## Start Reading text
Learn With Me: Elixir - ElixirLargeSort IntSort Project Part 2 (#80)

In the last section, I created the building blocks for chunking integers and creating sorted chunk files. Today, I'll discuss how I composed them to actually do something.

Naming the Intermediate Files

I knew I was going to have to pass a callback function as a parameter to IntermediateFile.intermediate_file_stream/4 that would take in a gen number and file number and return a file name, so I created a module called IntSort in "lib/int_sort.ex" and created the gen_file_name/2 function.

@spec gen_file_name(non_neg_integer(), non_neg_integer()) :: String.t()
def gen_file_name(gen, num) do
  "gen#{gen}-#{num}.txt"
end

The unit tests for this function were trivial, since it is so simple.

Creating the Chunk Files

Then it was time for the hard work of composing the building blocks, which I did in IntSort.create_chunk_files/4.

@spec create_chunk_files(String.t(), String.t(), pos_integer(), non_neg_integer())
def create_chunk_files(input_file, output_dir, chunk_size, gen) do
  # Create a stream pipeline that reads in integers from the input stream,
  # chunks them, sorts them, and then writes the chunks to files
  @integer_file.integer_file_stream(input_file)
  |> @integer_file.read_stream()
  |> Chunk.create_chunks(chunk_size)
  |> Chunk.sort_chunks()
  |> Chunk.write_chunks_to_separate_streams(gen, fn gen, chunk_num ->
    IntermediateFile.intermediate_file_stream(gen, chunk_num, &gen_file_name/2, output_dir)
  end)
  |> Stream.with_index(1)
  |> Stream.map(fn {_, chunk_num} -> gen_file_name(gen, chunk_num) end)
end

I set up a stream pipeline and return the stream.

First, a stream is created for the integer file, which is piped to a function that creates chunks.
The chunk stream is piped to a function that sorts them, and the sorted chunk stream is piped to a function that writes the chunks to file streams, which are created using IntermediateFile.intermediate_file_stream/4.
Chunk.write_chunks_to_separate_streams/2, which writes the chunks to file streams, returns a stream of tuples containing the chunk and the stream it was written to.
The tuple stream is transformed to a stream containing the tuples and their corresponding index
The tuple index stream is then transformed into a stream of file names that correspond to the chunks

So at the end of the method, we have a stream that emits the chunk file names of the chunk files that were created. Note at this point, as is typical with streams, a long stream pipeline with a lot of transformations has been set up, but nothing has happened yet. The stream still has yet to be run.

Running It All From the Command Line

At this point, I was able to set up a CLI interface to the application. It's all really similar to the CLI interface for IntGen, which I covered already, so I'm only going to be discussing the parts that are significantly different.

The CLI interface code is located in the "lib/cli" directory, and the interesting stuff happens in the IntSort.CLI module in "lib/cli/cli.ex".

The function to create the chunk files is quite simple. Almost all the non-UI code is located in other modules, as it should be. The code in this module should be oriented around the command line interface.

@spec create_chunks(Options.t()) :: Enum.t()
## End Reading text
### Tasks
[a] Reproduce the IntSort post word for word, from "Running It All" up to and including "are significantly different.".
[b] Answer these questions from the IntSort post:
(i) In which file did the author create the IntSort module?
(ii) In which directory is the CLI interface code located?
(iii) What does Chunk.write_chunks_to_separate_streams/2 return?
[c] Continue the IntSort post from its last line onward.
The listing that comes next has no connection to the IntSort post.
## Start Source data
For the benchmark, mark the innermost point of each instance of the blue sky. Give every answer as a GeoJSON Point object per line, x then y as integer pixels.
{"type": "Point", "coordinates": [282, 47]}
## End Source data
### Results for the exercise
[a]
Running It All From the Command Line

At this point, I was able to set up a CLI interface to the application. It's all really similar to the CLI interface for IntGen, which I covered already, so I'm only going to be discussing the parts that are significantly different.

[b]
(i) "lib/int_sort.ex"
(ii) The "lib/cli" directory
(iii) A stream of tuples containing the chunk and the stream it was written to

[c]
defp create_chunks(options) do
  IntSort.create_chunk_files(
      options.input_file,
      Path.dirname(options.output_file),
      options.chunk_size, 
      @chunk_gen
  )
  |> Stream.each(fn file_name -> IO.puts "Generated #{file_name}" end)
end

The chunk file creation stream is created using a call to IntSort.create_chunk_files/4 and then is piped to a call to Stream.each/2, which outputs the chunk file name every time a chunk file is created. The name is printed in the console every time a chunk file is created and not at the end, which is what stream processing allows. This is meant to be temporary in nature and provides some feedback as chunk files are created. I'll soon replace this with a progress bar, which will be more suitable when creating large numbers of chunk files.

At the end, the stream is returned.

Let's look at the process/1 clause that runs when CLI option parsing and validation is successful.

defp process({:ok, options}) do
  # Create the chunk files
  create_chunks(options) |> Stream.run()
end

Currently, this function is really simple. It calls another function to create the chunk files. In the future, I'm going to add another call to merge the chunks into a single output file.

The chunk stream is piped to Stream.run/1, which starts the stream processing. This is when the chunk file creation process is triggered. Everything up to this point was just setting up the stream pipeline in preparation for running it.

In the future, I'm going to extend the stream pipeline when merging the chunk files. My first thought was to run the stream to completion at this point before starting the merging because we needed all the chunk files to be created before merging. Then I realized I could achieve the same thing using Stream.chunk_every/2, which I can use to perform merges only after the necessary number of intermediate files have been created for merging. It would only continue to the merging stages of the pipeline after a group of N intermediate files had been created.

Now I can run this application from the command line. First, I'll generate 100 random integers in a data directory.

> ./int_gen --count 100 --lower-bound -100 --upper-bound 100 ../data/random_integers.txt
|===================================================================| 100% (100)

Then I'll take the random integer file that IntGen generated and feed it to IntSort.

> ./int_sort --input-file "../data/random_integers.txt" --chunk-size 10 --keep-intermediate ../output/sorted_integers.txt
Generated gen1-1.txt
Generated gen1-2.txt
Generated gen1-3.txt
Generated gen1-4.txt
Generated gen1-5.txt
Generated gen1-6.txt
Generated gen1-7.txt
Generated gen1-8.txt
Generated gen1-9.txt
Generated gen1-10.txt

That generated 10 intermediate files in the output directory. That's what I would expect for a 100 integers being sorted in chunks of 10. Although I specified the file sorted file as "sorted_integers.txt", that was never created because I haven't written the code for that yet. At the moment, only the initial sorted chunk intermediate files are created.

Let's take a look at some intermediate files and compare them to the unsorted random integers.

Here are the first 10 lines of random integers.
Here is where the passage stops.